Stated problem
Resize the lines from the first one through the line containing "50 43 L 48 38", both included, and give them again with their requests. Multiply every coordinate and viewBox dimension in the answers by 1.15, round each to a whole number with halves going up, and leave the pictures out.

Outline labeling records:
───

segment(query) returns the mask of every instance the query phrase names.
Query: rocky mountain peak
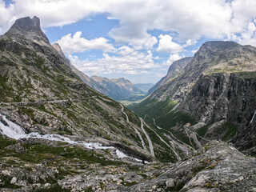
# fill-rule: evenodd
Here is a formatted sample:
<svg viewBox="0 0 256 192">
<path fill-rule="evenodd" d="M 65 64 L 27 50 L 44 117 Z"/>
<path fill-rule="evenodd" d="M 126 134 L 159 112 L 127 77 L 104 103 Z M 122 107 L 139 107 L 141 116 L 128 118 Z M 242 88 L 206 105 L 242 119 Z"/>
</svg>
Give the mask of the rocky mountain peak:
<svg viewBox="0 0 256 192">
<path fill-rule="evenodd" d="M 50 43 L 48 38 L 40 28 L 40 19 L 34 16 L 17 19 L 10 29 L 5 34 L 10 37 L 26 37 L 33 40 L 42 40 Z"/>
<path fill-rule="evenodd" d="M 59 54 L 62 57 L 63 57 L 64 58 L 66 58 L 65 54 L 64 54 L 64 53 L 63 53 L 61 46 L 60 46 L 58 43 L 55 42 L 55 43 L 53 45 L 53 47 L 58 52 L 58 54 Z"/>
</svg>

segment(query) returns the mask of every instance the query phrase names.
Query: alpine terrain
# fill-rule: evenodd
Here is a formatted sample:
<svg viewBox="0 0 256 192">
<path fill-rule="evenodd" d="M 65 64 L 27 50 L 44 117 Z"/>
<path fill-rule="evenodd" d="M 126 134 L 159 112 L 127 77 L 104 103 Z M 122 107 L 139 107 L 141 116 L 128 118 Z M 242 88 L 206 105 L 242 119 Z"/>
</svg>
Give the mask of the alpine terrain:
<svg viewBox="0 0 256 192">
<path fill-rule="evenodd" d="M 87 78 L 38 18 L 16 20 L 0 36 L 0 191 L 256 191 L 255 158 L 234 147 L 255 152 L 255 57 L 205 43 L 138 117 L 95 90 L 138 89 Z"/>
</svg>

───

Full response
segment(query) returns the mask of every instance the query phrase names.
Query: rocky mountain peak
# fill-rule: evenodd
Here is a formatted sample:
<svg viewBox="0 0 256 192">
<path fill-rule="evenodd" d="M 65 64 L 27 50 L 44 117 Z"/>
<path fill-rule="evenodd" d="M 126 134 L 159 112 L 127 77 L 104 103 Z M 122 107 L 139 107 L 141 116 L 128 118 Z M 242 88 L 206 105 L 242 119 Z"/>
</svg>
Give the mask of the rocky mountain peak:
<svg viewBox="0 0 294 221">
<path fill-rule="evenodd" d="M 58 49 L 55 44 L 46 32 L 46 22 L 39 18 L 20 22 L 12 33 L 6 39 L 12 43 L 30 43 L 38 46 L 48 46 Z"/>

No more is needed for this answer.